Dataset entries
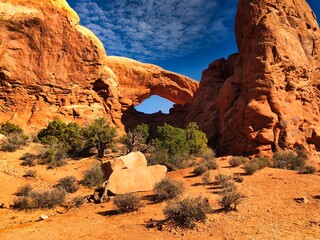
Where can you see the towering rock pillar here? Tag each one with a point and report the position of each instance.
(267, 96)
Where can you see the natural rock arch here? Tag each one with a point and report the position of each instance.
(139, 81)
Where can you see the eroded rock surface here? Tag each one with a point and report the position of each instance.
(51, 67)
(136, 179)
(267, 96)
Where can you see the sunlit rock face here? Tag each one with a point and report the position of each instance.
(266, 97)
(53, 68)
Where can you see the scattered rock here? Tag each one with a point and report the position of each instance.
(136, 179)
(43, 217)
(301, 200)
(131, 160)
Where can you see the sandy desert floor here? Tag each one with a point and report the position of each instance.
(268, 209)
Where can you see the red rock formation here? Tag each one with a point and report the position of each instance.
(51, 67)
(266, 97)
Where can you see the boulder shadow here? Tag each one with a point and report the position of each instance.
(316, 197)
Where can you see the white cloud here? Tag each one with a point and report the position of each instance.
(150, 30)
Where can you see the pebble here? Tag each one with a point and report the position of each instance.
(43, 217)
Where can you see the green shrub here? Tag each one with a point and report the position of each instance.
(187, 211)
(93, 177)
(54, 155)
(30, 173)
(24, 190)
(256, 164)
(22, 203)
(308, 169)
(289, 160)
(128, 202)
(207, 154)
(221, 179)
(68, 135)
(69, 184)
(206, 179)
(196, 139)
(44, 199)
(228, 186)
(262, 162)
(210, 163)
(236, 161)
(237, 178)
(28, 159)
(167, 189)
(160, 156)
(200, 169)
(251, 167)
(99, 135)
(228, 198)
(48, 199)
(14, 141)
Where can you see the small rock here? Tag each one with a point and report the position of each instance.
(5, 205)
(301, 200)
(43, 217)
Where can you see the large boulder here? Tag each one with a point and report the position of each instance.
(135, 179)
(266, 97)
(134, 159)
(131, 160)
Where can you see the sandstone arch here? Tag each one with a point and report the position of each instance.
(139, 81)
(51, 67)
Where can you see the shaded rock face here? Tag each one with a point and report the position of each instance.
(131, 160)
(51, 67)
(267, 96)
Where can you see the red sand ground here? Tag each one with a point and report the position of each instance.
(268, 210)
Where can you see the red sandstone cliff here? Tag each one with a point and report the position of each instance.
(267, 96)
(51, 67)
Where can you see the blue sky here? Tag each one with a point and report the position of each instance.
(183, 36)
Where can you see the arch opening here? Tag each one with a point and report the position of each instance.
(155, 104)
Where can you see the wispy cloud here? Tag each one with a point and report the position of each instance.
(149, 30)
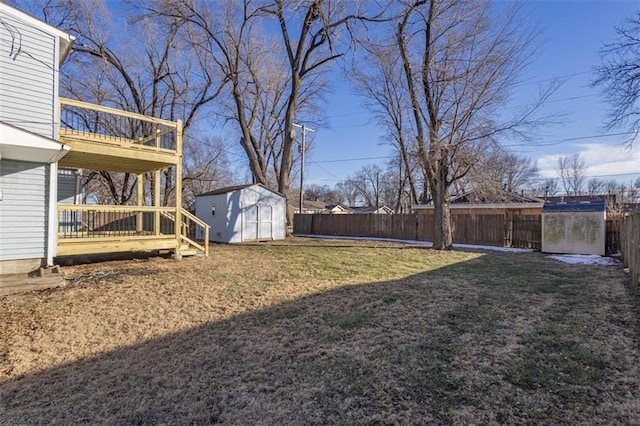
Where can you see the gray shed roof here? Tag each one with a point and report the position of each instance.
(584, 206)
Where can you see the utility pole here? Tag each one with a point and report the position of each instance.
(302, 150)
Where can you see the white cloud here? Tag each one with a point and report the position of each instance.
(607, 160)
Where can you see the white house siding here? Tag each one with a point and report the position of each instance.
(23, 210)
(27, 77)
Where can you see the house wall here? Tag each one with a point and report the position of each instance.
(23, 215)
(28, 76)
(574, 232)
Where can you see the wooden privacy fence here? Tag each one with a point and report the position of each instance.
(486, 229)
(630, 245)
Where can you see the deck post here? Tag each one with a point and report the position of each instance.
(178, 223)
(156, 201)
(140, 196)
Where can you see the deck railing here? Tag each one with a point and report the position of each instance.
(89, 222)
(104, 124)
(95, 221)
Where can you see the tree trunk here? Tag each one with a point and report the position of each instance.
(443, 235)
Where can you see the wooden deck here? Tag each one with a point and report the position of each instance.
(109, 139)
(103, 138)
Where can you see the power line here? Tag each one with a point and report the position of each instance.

** REQUIRED ACTION **
Reproduce exactly the lines from the one containing "Where can you see the wispy" through the last line of the records, both included, leaving out every picture.

** ANSWER TO THIS EXERCISE **
Where can you see the wispy cloud here? Tag each one with a point and report the position of each instance.
(149, 30)
Where can you see the gray shed roof here? Tag each one with a point and report the position of each instance.
(584, 206)
Where can you see the utility pole here? Tag each one with a point and report the position of each instance.
(302, 150)
Where can you see the white cloud here? Tag each one with a point and report the position of each instance.
(607, 160)
Where can you see the white house siding here? Tag each one with a point and report the position of each instance.
(23, 210)
(27, 77)
Where can you see the house wall here? Tag each one with a point and report the position of each instance.
(23, 215)
(28, 76)
(574, 232)
Where can you see the wooden privacy fence here? Tag each one with a point and report the position of each instance.
(486, 229)
(630, 245)
Where can you see the deck post here? Tag each one with a point and report the position of each instance.
(178, 223)
(156, 201)
(140, 196)
Where can you see the deck railing here? Tag each one with a point and report the position of each instance.
(89, 222)
(104, 124)
(95, 221)
Where can you see the tree trunk here? Tag each one with a point and report the position of each instance.
(443, 235)
Where can you see the wooden deck here? Tag each one with a point and report the position of each instance.
(109, 139)
(103, 138)
Where can you see the power line here? Tag each one with a point and report the position of each instance.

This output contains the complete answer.